## EXERCISE TASK
Return the passage from the text on the Constitutional Court's ruling about deferment of the verdict announcement, starting at "Furthermore, the Constitutional" and ending at "17 of the Constitution.", copied word for word.

## DOCUMENT SECTION
In addition, the Constitutional Court considered that the institution of deferment of the announcement of the verdict decision is also unconstitutional in terms of confiscation proceedings, as there is no clear legal provision on the stage at which confiscation proceedings will be executed in the event of a deferment of the announcement of the verdict decision, and it cannot be evaluated whether the restriction on the right to property through confiscation is arbitrary and unlawful in the event of a deferment of the announcement of the verdict. The Constitutional Court found that this uncertainty does not constitute a sufficient guarantee to protect the right to property and is disproportionate. For these reasons, it constitutes a violation of Article 13 of the Constitution.

Furthermore, the Constitutional Court stated that since the defendant did not receive an enforceable penalty as a result of the deferment of the announcement of the verdict, the fact that the consent of the victim was not sought, the lack of a possibility of moral compensation for the victim and the fact that the verdict did not provide an adequate and effective remedy for the victim, the verdict, therefore, constituted a violation of the right to protect the material and moral existence of the person, regulated in Article 17 of the Constitution.

Finally, the Constitutional Court made a further evaluation in cases where the perpetrator is a public official and in such cases, the institution of the deferment of the announcement of the verdict is incompatible with constitutional principles. The Constitutional Court stated that if public officials commit crimes that can be considered within the scope of Article 17 of the Constitution, it must be shown that these extremely serious acts will not be tolerated. The Constitutional Court found that the lack of a legal regulation stating that the institution of deferment of the announcement of the verdict would not apply to public officials, and the failure of the practice to solve this problem, is incompatible with the procedural obligation of the state to “punish the defendants in proportion to their acts” and “provide an appropriate remedy for the victims.”

(Entries from a point annotation set)

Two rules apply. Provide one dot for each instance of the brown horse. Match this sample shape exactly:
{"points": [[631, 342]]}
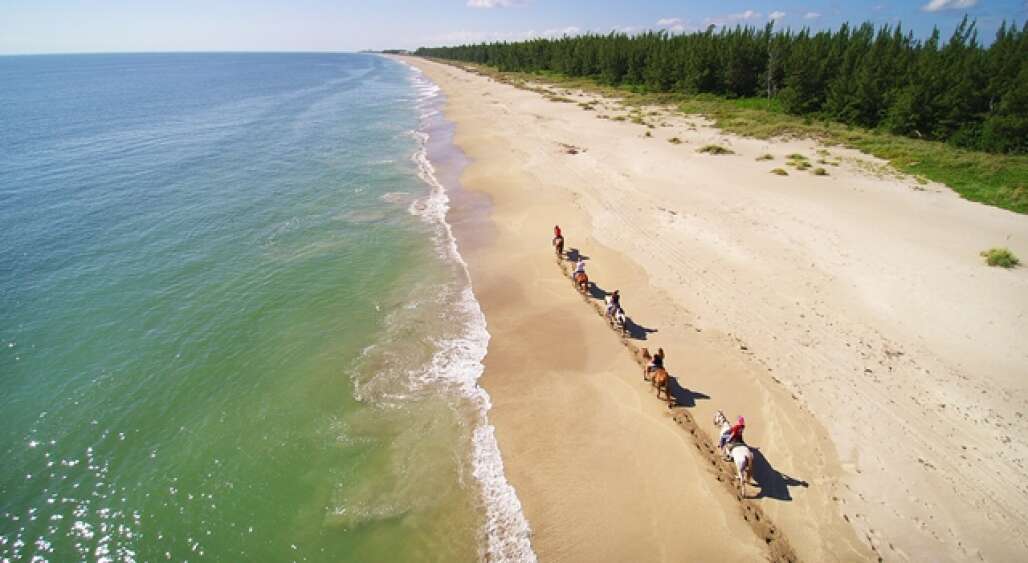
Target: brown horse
{"points": [[582, 282], [660, 377]]}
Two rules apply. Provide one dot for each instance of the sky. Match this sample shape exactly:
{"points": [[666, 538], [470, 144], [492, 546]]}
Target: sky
{"points": [[138, 26]]}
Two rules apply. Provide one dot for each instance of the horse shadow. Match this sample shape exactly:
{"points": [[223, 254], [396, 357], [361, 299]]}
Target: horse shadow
{"points": [[772, 483], [683, 397], [636, 331], [596, 292]]}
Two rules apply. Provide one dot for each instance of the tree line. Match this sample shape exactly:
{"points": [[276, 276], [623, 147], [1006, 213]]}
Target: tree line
{"points": [[959, 90]]}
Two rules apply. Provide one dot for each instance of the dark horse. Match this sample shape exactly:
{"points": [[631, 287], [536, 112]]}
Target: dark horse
{"points": [[582, 282]]}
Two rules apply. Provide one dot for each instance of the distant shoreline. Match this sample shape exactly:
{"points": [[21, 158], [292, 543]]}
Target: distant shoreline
{"points": [[722, 259]]}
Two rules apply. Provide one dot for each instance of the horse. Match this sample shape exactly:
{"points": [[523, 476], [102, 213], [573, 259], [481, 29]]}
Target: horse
{"points": [[743, 459], [721, 420], [660, 377], [581, 282], [619, 321], [661, 380]]}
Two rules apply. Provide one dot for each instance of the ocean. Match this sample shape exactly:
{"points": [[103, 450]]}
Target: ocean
{"points": [[234, 325]]}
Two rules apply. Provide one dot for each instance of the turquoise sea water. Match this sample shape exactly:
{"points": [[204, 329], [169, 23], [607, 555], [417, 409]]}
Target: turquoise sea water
{"points": [[233, 325]]}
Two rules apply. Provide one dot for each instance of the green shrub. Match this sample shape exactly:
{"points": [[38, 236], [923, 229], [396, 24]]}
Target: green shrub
{"points": [[716, 149], [1000, 257]]}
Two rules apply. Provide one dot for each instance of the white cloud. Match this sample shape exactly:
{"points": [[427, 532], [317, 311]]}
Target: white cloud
{"points": [[672, 24], [939, 5], [493, 3], [732, 19]]}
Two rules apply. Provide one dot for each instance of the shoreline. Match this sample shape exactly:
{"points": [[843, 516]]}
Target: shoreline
{"points": [[506, 531], [842, 491]]}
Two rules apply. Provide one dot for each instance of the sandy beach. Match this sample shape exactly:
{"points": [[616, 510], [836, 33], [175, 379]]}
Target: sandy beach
{"points": [[880, 365]]}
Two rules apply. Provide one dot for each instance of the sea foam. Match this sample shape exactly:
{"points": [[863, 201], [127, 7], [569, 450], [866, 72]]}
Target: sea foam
{"points": [[459, 360]]}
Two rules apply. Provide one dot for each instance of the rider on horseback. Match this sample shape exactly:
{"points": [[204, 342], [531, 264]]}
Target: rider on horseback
{"points": [[657, 362], [733, 437], [613, 303]]}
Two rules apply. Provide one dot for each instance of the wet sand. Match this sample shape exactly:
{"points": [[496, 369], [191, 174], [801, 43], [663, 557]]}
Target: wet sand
{"points": [[878, 362]]}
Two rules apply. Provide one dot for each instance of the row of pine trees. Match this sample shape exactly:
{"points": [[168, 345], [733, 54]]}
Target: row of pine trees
{"points": [[958, 90]]}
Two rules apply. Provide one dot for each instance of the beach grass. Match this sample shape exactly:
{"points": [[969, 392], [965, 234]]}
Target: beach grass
{"points": [[714, 149], [999, 180], [1002, 258]]}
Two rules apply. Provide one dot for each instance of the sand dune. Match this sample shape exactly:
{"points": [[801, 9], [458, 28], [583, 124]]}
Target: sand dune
{"points": [[879, 363]]}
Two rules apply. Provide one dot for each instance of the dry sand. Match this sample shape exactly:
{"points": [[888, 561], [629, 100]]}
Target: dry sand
{"points": [[880, 364]]}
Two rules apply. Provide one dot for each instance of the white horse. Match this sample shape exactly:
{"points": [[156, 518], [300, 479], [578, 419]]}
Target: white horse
{"points": [[619, 321], [743, 458], [739, 453], [726, 427]]}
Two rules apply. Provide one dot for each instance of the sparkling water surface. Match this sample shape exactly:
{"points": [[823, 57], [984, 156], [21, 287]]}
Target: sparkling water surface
{"points": [[229, 327]]}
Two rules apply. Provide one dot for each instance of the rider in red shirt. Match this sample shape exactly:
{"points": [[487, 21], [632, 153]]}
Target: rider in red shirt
{"points": [[735, 435]]}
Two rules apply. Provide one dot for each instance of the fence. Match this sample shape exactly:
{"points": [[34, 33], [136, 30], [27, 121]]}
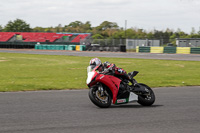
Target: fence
{"points": [[169, 50]]}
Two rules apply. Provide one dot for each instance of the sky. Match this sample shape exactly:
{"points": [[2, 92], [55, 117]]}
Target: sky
{"points": [[144, 14]]}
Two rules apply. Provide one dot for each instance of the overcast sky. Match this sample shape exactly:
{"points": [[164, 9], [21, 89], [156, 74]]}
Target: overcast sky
{"points": [[146, 14]]}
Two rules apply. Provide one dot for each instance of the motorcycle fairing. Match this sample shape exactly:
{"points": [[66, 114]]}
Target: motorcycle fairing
{"points": [[112, 83]]}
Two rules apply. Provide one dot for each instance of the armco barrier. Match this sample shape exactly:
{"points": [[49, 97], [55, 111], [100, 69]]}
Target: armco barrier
{"points": [[156, 50], [170, 50], [175, 50], [183, 50], [195, 51], [144, 49]]}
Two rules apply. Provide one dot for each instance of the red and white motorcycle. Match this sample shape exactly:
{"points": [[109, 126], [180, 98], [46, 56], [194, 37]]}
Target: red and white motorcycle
{"points": [[105, 89]]}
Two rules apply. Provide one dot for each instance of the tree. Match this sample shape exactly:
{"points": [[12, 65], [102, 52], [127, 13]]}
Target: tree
{"points": [[17, 25], [108, 25], [1, 28]]}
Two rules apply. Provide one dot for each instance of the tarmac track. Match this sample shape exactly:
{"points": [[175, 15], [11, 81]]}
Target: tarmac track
{"points": [[176, 110], [189, 57]]}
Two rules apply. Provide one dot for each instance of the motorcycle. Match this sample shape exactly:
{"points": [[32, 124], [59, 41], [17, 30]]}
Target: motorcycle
{"points": [[105, 89]]}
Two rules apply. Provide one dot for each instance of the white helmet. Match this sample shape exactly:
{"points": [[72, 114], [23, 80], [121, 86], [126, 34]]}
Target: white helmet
{"points": [[95, 62]]}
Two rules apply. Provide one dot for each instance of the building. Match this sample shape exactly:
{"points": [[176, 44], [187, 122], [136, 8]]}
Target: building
{"points": [[188, 42], [132, 43]]}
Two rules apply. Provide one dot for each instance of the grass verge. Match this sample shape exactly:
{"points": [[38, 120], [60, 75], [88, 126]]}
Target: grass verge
{"points": [[22, 72]]}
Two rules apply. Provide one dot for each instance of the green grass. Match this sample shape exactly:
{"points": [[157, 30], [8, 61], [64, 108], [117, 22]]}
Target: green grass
{"points": [[21, 72]]}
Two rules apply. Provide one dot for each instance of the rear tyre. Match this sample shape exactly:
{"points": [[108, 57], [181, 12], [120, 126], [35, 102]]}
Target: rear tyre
{"points": [[146, 100], [98, 100]]}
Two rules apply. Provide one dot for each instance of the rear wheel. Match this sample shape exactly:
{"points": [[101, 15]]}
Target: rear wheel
{"points": [[102, 101], [147, 99]]}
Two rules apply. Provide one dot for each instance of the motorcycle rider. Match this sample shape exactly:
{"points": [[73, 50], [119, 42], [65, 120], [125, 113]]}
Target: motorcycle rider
{"points": [[103, 67]]}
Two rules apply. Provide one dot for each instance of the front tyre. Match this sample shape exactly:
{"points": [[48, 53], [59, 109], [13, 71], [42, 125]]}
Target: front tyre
{"points": [[99, 100], [148, 99]]}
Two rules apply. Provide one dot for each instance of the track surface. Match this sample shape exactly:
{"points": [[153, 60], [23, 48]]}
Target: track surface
{"points": [[176, 110], [191, 57]]}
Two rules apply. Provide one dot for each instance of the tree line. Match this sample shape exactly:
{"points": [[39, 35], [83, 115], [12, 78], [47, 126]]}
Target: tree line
{"points": [[106, 30]]}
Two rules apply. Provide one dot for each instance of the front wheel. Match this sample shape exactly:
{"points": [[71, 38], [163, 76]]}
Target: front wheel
{"points": [[102, 101], [147, 99]]}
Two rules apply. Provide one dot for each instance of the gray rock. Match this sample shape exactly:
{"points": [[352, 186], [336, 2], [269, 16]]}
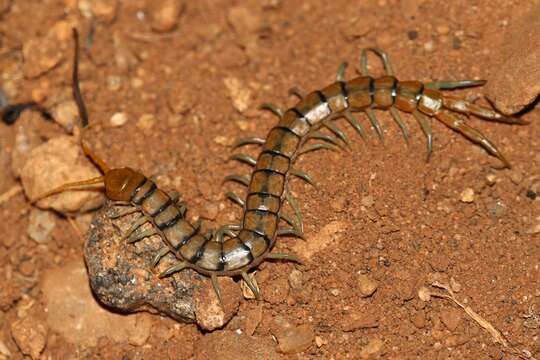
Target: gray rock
{"points": [[121, 274]]}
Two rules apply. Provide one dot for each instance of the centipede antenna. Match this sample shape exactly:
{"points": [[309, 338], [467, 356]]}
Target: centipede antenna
{"points": [[71, 185], [217, 289], [251, 285], [81, 107]]}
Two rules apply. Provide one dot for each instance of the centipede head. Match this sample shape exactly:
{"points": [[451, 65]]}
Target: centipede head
{"points": [[120, 183]]}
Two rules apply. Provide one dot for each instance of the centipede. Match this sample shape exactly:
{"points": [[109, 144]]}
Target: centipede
{"points": [[236, 249]]}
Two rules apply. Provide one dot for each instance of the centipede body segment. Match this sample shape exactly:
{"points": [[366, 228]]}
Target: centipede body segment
{"points": [[235, 249]]}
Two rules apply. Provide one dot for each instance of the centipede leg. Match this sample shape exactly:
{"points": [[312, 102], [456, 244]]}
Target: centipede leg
{"points": [[314, 147], [467, 108], [340, 75], [337, 131], [458, 124], [303, 175], [245, 158], [375, 123], [248, 141], [120, 214], [401, 124], [179, 266], [273, 108], [289, 232], [217, 289], [161, 253], [251, 284], [136, 224], [298, 92], [294, 205], [142, 235], [355, 124], [424, 123], [236, 198], [325, 137]]}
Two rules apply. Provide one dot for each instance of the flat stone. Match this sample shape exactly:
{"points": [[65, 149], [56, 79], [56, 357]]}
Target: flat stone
{"points": [[516, 82], [122, 277], [73, 312]]}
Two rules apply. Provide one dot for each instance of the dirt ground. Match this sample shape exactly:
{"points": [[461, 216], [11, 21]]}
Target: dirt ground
{"points": [[381, 228]]}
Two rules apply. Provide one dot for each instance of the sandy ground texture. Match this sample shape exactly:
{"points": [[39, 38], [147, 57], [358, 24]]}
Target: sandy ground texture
{"points": [[402, 259]]}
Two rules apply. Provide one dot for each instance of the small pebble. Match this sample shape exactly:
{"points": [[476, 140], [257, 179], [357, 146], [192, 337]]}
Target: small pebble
{"points": [[295, 339], [359, 320], [243, 20], [223, 140], [367, 201], [164, 14], [253, 319], [366, 285], [40, 225], [424, 294], [296, 279], [412, 35], [114, 83], [456, 340], [104, 9], [373, 347], [66, 114], [419, 319], [534, 229], [467, 195], [146, 122], [27, 268], [239, 93], [30, 336], [451, 318], [136, 83], [491, 179], [443, 29], [40, 55], [118, 119], [56, 162], [531, 194], [516, 176], [497, 209]]}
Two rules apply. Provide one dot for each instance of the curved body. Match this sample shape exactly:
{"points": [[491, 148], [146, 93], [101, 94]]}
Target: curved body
{"points": [[265, 193]]}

## REPLY TO THE TASK
Furthermore, the Constitutional Court stated that since the defendant did not receive an enforceable penalty as a result of the deferment of the announcement of the verdict, the fact that the consent of the victim was not sought, the lack of a possibility of moral compensation for the victim and the fact that the verdict did not provide an adequate and effective remedy for the victim, the verdict, therefore, constituted a violation of the right to protect the material and moral existence of the person, regulated in Article 17 of the Constitution.